* [Given passage]:
Studio album by Eddi Reader
- Released: UK: 29 January 2007 US: March 2007
- Studio: Pure Records Studio, Yorkshire
- Genre: Folk
- Length: 52:56
- Label: Rough Trade
- Producer: John McCusker

Eddi Reader chronology
| Sings the Songs of Robert Burns (2003) | Peacetime (2007) | The Songs of Robert Burns Deluxe Edition (2009) |

= Peacetime (album) =

Peacetime is the eighth studio album by Eddi Reader released in the UK on 29 January 2007.

The album was promoted the following month by a full UK tour with her own band including John McCusker, Boo Hewerdine, Kevin McGuire, Alan Kelly and Roy Dodds.

Eddi says the album started with a desire to work with some of the UK's amazing traditional folk musicians and some contemporary players who she considers the best in their field. "They are free from the normal music business eccentricities and attitude that I associate with the pop industry," she explains.

* [Actions to take]:
• a. According to the Peacetime album text, why did Eddi Reader want to work with traditional folk musicians and contemporary players? Answer in one to three sentences.
• b. Who are the band members named in the Peacetime album text as part of the UK tour?
• c. Carry on the Peacetime album text from the point where it stops.
The material that comes after this album text has no connection to it.

* [Provided data]:
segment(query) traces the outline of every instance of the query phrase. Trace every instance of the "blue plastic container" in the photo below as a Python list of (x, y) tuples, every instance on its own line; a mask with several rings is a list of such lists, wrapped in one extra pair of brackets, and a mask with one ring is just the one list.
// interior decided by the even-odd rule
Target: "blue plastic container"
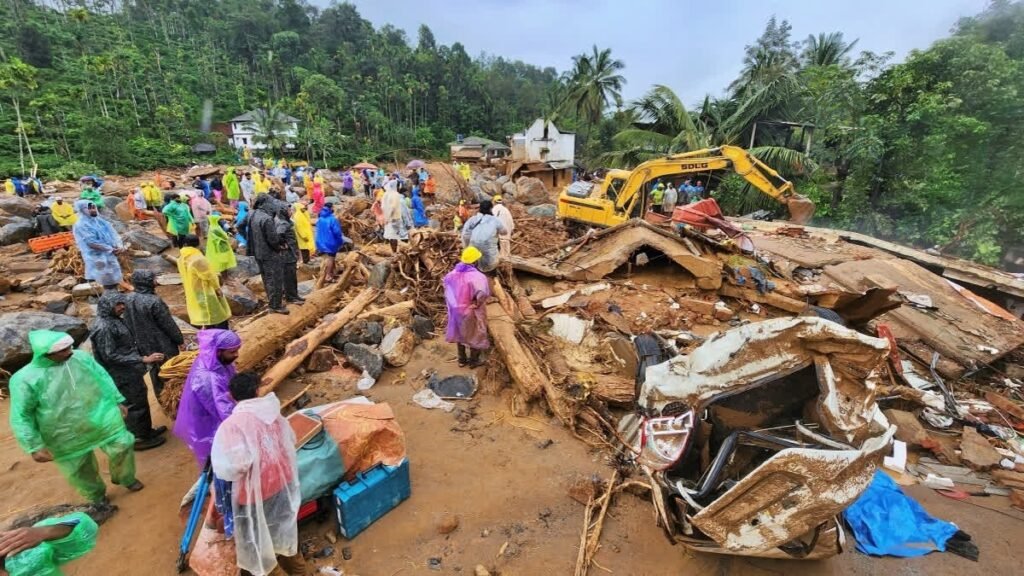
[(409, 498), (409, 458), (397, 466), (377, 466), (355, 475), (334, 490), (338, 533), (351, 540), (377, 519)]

* [Responses]:
• a. She considers these musicians free from the usual eccentricities and attitude of the music business, which she associates with the pop industry. She also regards the contemporary players as the best in their field.

• b. John McCusker, Boo Hewerdine, Kevin McGuire, Alan Kelly, Roy Dodds

• c.
"They are like old New Orleans jazz players in their lack of ego and interest in making a complete sound with whoever is in the room."
"I wanted to inject some soul into some of the old songs. I wanted to record, play with them like they were brand new, revealing the heart within them."

She also has written some new songs: "I wanted to hear what these musicians would do with them; I was inviting them into my world as I stepped into theirs. As a result the modern songs have a real traditional thread going through them, making it all hopefully ... just music not labelled folk or contemporary or singer-songwriter or jazz!"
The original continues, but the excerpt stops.